→ **What you should do**:
Output the entries verbatim, including every line.

--

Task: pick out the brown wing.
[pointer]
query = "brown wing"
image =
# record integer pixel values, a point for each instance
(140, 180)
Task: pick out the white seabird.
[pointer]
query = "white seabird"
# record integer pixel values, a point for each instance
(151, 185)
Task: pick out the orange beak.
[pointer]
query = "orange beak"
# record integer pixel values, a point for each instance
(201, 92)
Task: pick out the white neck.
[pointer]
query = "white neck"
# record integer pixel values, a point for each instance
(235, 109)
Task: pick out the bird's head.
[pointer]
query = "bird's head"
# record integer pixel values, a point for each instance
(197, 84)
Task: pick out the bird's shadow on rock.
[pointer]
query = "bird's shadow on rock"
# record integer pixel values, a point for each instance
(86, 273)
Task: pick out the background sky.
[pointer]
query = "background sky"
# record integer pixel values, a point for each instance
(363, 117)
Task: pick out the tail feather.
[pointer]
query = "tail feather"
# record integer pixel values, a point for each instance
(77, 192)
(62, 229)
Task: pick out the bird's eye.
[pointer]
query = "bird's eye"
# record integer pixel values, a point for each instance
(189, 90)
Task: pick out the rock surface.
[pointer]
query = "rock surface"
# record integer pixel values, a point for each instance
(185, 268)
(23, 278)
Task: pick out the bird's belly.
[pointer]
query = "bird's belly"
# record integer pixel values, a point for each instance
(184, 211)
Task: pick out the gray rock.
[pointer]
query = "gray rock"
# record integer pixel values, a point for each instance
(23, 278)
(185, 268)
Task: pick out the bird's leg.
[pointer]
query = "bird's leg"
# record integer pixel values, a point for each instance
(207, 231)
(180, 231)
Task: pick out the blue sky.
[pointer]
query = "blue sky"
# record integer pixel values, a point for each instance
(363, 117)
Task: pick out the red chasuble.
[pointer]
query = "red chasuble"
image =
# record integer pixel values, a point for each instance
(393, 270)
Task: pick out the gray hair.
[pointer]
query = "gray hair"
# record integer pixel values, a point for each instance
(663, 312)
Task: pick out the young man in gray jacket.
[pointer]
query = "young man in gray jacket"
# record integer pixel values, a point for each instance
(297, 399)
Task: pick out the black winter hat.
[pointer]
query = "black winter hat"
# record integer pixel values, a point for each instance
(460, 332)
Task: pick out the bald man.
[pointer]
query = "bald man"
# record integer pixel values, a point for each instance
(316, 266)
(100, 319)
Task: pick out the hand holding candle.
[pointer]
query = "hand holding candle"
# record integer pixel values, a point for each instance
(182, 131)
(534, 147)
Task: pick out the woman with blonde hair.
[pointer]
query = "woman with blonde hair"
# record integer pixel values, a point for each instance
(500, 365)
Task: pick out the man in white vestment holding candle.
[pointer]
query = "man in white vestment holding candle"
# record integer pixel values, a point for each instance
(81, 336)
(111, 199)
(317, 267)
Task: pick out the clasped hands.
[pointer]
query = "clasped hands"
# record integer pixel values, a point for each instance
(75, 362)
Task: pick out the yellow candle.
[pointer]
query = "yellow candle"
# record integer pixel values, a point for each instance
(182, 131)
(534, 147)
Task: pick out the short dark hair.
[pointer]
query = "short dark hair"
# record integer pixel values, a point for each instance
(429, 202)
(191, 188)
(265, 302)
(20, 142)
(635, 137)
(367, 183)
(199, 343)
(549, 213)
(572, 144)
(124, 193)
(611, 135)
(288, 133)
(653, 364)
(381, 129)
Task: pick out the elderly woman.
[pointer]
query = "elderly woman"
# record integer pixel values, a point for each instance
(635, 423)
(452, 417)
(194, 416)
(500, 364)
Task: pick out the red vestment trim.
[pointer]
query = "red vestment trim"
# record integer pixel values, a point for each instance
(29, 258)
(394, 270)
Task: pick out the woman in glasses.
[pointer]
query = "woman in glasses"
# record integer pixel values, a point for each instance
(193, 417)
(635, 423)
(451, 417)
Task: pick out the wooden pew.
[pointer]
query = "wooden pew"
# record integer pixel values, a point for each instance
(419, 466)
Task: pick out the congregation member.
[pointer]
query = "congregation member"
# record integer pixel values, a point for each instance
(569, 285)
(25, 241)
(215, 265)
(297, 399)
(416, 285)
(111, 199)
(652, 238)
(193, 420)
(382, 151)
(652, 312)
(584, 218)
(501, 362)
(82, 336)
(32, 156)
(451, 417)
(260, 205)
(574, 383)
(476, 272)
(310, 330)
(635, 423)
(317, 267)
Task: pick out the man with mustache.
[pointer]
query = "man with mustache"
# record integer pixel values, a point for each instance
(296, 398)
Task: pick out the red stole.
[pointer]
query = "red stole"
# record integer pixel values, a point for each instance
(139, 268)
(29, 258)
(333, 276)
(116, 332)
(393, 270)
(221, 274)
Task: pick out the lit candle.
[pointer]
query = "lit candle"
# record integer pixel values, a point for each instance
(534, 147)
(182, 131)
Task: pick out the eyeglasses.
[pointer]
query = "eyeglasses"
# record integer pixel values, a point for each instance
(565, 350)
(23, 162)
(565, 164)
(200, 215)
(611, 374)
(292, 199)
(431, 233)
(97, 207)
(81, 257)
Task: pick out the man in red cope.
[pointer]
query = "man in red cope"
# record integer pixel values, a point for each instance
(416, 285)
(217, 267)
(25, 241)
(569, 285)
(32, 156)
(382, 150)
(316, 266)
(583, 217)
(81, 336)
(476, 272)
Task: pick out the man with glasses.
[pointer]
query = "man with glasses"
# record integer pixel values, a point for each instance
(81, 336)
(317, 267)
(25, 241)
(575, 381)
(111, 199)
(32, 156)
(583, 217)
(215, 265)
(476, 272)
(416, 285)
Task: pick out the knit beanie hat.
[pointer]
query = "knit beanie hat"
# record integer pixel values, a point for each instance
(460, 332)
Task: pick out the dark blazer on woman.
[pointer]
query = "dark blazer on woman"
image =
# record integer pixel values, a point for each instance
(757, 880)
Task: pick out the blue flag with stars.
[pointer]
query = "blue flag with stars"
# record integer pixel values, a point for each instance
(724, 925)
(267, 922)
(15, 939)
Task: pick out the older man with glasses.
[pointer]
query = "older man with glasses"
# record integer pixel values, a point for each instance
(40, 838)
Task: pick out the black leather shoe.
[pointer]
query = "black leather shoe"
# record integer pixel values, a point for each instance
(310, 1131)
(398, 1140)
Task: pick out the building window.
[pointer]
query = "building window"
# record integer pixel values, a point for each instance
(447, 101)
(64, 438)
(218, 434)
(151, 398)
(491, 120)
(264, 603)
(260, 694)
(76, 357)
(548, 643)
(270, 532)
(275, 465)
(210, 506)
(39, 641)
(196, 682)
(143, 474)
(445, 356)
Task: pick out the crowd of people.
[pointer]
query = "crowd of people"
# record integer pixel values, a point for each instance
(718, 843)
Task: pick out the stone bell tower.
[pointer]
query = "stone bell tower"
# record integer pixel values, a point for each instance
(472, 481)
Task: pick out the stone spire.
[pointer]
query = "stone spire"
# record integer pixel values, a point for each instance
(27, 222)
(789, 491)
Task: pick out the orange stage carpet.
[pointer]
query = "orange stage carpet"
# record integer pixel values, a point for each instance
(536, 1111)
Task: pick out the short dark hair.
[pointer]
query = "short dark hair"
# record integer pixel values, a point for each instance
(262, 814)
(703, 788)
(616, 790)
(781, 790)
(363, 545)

--

→ **Solved problem**:
Task: pick out the brown wing.
[pointer]
query = "brown wing"
image =
# record integer pixel values, a point for each instance
(140, 180)
Task: pick out the white seabird.
[pointer]
query = "white seabird"
# record integer pixel values, a point for each instance
(151, 185)
Task: pick out the orange beak.
[pointer]
query = "orange beak"
# record integer pixel values, a point for each instance
(201, 92)
Task: pick out the white neck.
[pointer]
query = "white neck"
# record integer pixel values, a point for each instance
(235, 109)
Task: pick out the bird's head.
[pointer]
query = "bird's head"
# record integer pixel values, a point for each instance
(197, 84)
Task: pick out the bird's shadow on rock.
[pointer]
query = "bird's shadow on rock"
# record integer pixel values, a point for each instance
(86, 273)
Task: pick out the background sky.
[pointer]
query = "background sky"
# record integer pixel values, a point for each instance
(363, 117)
Task: pick out the tail feather.
[pointer]
query = "tail feather"
# record integer pixel values, a point for each instance
(77, 192)
(62, 229)
Task: pick out the bird's eye.
[pointer]
query = "bird's eye"
# record integer pixel values, a point for each instance
(189, 90)
Task: pick out the rock surface.
[pointer]
query = "rock surface"
# record integer pixel values, a point for each instance
(185, 268)
(23, 278)
Task: pick out the bird's belly.
[pointer]
query = "bird's belly"
# record integer pixel values, a point for each instance
(184, 211)
Task: pick out the gray rock.
[pointer]
query = "gray rock"
# record integer pixel values, a point for each instance
(23, 278)
(185, 268)
Task: pick out the bird's leg.
[pointer]
query = "bird's leg"
# record integer pixel values, a point for each instance
(207, 231)
(180, 231)
Task: pick out the blue sky.
[pointer]
query = "blue sky"
# record integer pixel values, a point for each instance
(363, 117)
Task: pick out the red chasuble.
[pointer]
query = "red chasuble"
image =
# record integer pixel values, a point for each instance
(393, 270)
Task: pick out the gray hair.
[pointer]
query = "gray hair"
# record integer pixel values, a point for each instance
(663, 312)
Task: pick out the young man in gray jacket.
[pointer]
query = "young man in gray jacket"
# record integer pixel values, a point for each instance
(297, 399)
Task: pick out the black winter hat.
[pointer]
query = "black winter hat"
# record integer pixel values, a point for each instance
(460, 332)
Task: pick out the bald man.
[pointer]
query = "bald man"
# record integer pixel values, a point for each instance
(316, 266)
(100, 319)
Task: pick out the hand holding candle.
[pointer]
query = "hand holding candle"
# record integer pixel values, a point for each instance
(182, 131)
(534, 147)
Task: pick out the woman with blonde hair.
[pointer]
query = "woman with blonde hair"
# record integer pixel values, a point for each instance
(500, 365)
Task: pick out the man in white vestment holding candle.
[pointer]
query = "man in white vestment holding candle"
# record integer pixel values, a point for each instance
(81, 336)
(111, 199)
(317, 267)
Task: pick out the clasped hands.
[pointer]
query = "clasped hands"
# record integer pixel values, a point for each instance
(75, 362)
Task: pick out the yellow candle.
[pointer]
query = "yellow candle"
# record integer pixel values, a point for each instance
(182, 131)
(534, 147)
Task: pick out the short dark hair.
[pointer]
query = "short dark hair"
# record integer pixel values, a point for each instance
(429, 202)
(191, 188)
(265, 302)
(20, 142)
(635, 137)
(367, 183)
(199, 343)
(549, 213)
(572, 144)
(124, 193)
(611, 135)
(288, 133)
(653, 364)
(381, 129)
Task: pick out the elderly woman.
[pointer]
query = "elderly woman"
# record integer pixel values, a point for each instance
(635, 423)
(452, 417)
(194, 416)
(500, 364)
Task: pick out the red vestment trim.
[pointer]
query = "red vestment trim"
# record integer pixel values, a point for each instance
(29, 258)
(394, 270)
Task: pick out the woman in glasses.
[pointer]
query = "woman in glasses"
# record integer pixel values, a point for each instance
(193, 417)
(635, 423)
(451, 417)
Task: pick out the wooden pew.
[pointer]
query = "wooden pew"
# record integer pixel values, a point for each instance
(419, 466)
Task: pick out the congregation member.
[pointer]
query = "congregation member"
# record integer pixel values, a point for each instance
(569, 285)
(25, 241)
(215, 265)
(297, 399)
(416, 285)
(111, 199)
(652, 238)
(193, 420)
(382, 151)
(652, 312)
(584, 218)
(501, 362)
(82, 336)
(32, 156)
(451, 417)
(260, 205)
(574, 383)
(476, 272)
(310, 330)
(635, 423)
(317, 267)
Task: pick out the man with mustache.
[pointer]
query = "man with mustache"
# record integer pixel values, a point for each instance
(296, 398)
Task: pick out the red stole.
[pointer]
query = "red stole"
# record integer pixel values, a point for each instance
(139, 268)
(29, 258)
(333, 276)
(116, 332)
(393, 270)
(221, 274)
Task: pick out the lit candle.
[pointer]
query = "lit candle"
# record integer pixel values, a point for each instance
(534, 147)
(182, 131)
Task: pick out the eyeglasses.
[pointer]
query = "eyeglasses"
# record integer pixel values, a point for each instance
(565, 350)
(23, 162)
(565, 164)
(200, 215)
(611, 374)
(292, 199)
(431, 233)
(97, 207)
(81, 257)
Task: pick out the man in red cope.
[pointer]
query = "man in red cope"
# record integer pixel values, a point for each instance
(416, 285)
(217, 267)
(25, 241)
(569, 285)
(32, 156)
(382, 150)
(316, 266)
(583, 217)
(81, 336)
(476, 272)
Task: pick out the man with glasses.
[pointer]
query = "man with glasses"
# record integer pixel values, a point for each instance
(81, 336)
(317, 267)
(25, 241)
(575, 381)
(111, 199)
(32, 156)
(583, 217)
(215, 265)
(476, 272)
(416, 285)
Task: pick out the knit beanie hat.
[pointer]
query = "knit beanie hat"
# record integer pixel values, a point for each instance
(460, 332)
Task: pick out the dark blazer on woman.
[pointer]
query = "dark blazer on woman"
image =
# record integer pixel values, a point for each instance
(757, 880)
Task: pick out the blue flag with stars.
[pointer]
query = "blue flag with stars"
# record integer pixel values, a point for each instance
(724, 925)
(267, 922)
(15, 939)
Task: pick out the older man with glasses.
[pointer]
query = "older man with glasses"
# record integer pixel values, a point for each instance
(40, 838)
Task: pick out the black leather shoe.
[pointer]
query = "black leather shoe"
# record integer pixel values, a point for each instance
(310, 1131)
(398, 1140)
Task: pick out the building window.
[pointer]
query = "building window"
# record integer pixel values, a point for each instance
(447, 101)
(64, 438)
(218, 434)
(151, 398)
(491, 120)
(264, 603)
(260, 694)
(76, 357)
(548, 643)
(270, 532)
(275, 465)
(210, 506)
(39, 641)
(196, 682)
(143, 474)
(445, 356)
Task: pick out the crowd of people.
[pointer]
query = "crowd of people"
# record integer pixel values, a point for each instance
(718, 843)
Task: pick out the stone bell tower.
[pointer]
query = "stone bell tower"
# record integer pixel values, a point for each instance
(472, 481)
Task: pick out the stone spire.
[pointer]
query = "stone spire"
# record integer pixel values, a point for each instance
(27, 222)
(789, 491)
Task: pick out the orange stage carpet.
[pointer]
query = "orange stage carpet"
# record integer pixel values, a point for each instance
(536, 1111)
Task: pick out the short dark hair.
[pointer]
query = "short dark hair"
# record integer pixel values, a point for each instance
(262, 814)
(703, 788)
(616, 790)
(781, 790)
(363, 545)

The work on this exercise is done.